Text extract |
Curator's Note
National Public Radio correspondent Susan Stamberg once joked that she had "a face made for radio and a voice made for print." Despite her self-deprecation, Stamberg's warm, low-pitched voice remains an undervalued national treasure, but aside from the golden baritone of the typical male deejay, what counts as a "voice made for radio"?
Jason Loviglio has considered the norms and assumptions about the appropriate "sound of gender" that makes Stamberg an interesting voice (1); what happens when we add disability into the mix? Thanks to scholars like Rosemarie Garland-Thomson, we are developing theories for understanding how disability is looked at and made to look, but sound studies has been slower to analyze how disability is listened to and made to sound.

List of tasks |
• a. According to the curator's note, which National Public Radio correspondent joked about having "a face made for radio and a voice made for print"?
• b. Carry on the curator's note on disability and radio voices, picking up after its final sentence.
The material after this point comes from a separate source and has no connection to the curator's note.

Data lines |

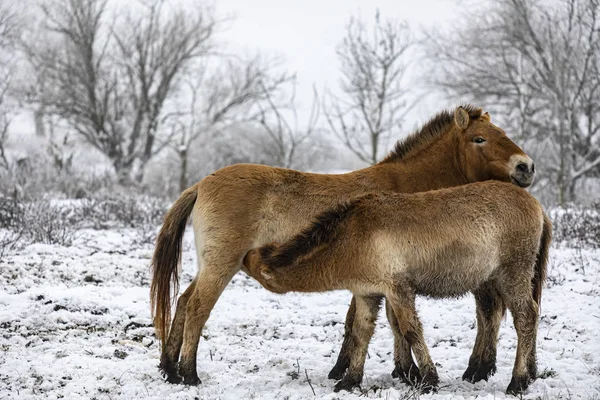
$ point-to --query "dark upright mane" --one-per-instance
(431, 131)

Responses to the exercise |
• a. Susan Stamberg.

• b.
Radio routinely enforces a kind of "compulsory able-voicedness" on its speakers, but today's clip features an anomaly: the quavering, halting, staggered voice of NPR talk-show host Diane Rehm. Ironically, Rehm has a face that network execs might deem "made for television," but her continued radio success is more curious: since 1998 she has suffered from spasmodic dysphonia, or involuntary muscle spasms of the vocal cords. Listeners hear her constant struggle to impose her will on her uncooperative body—the aural equivalent, appropriately enough to today's clip, of watching a Parkinson's sufferer like Michael J. Fox. Although public radio features several non-normative voices (e.g. Sarah Vowell), Rehm is nearly alone in the national media—TV or radio, public or commercial—in "sounding disabled."
Here we get a lesson in the politics of sounding disabled, as Rehm rebukes Rush Limbaugh's mockery of Michael J. Fox's disability. The visibility of disability mocks; the aurality of disability rebukes.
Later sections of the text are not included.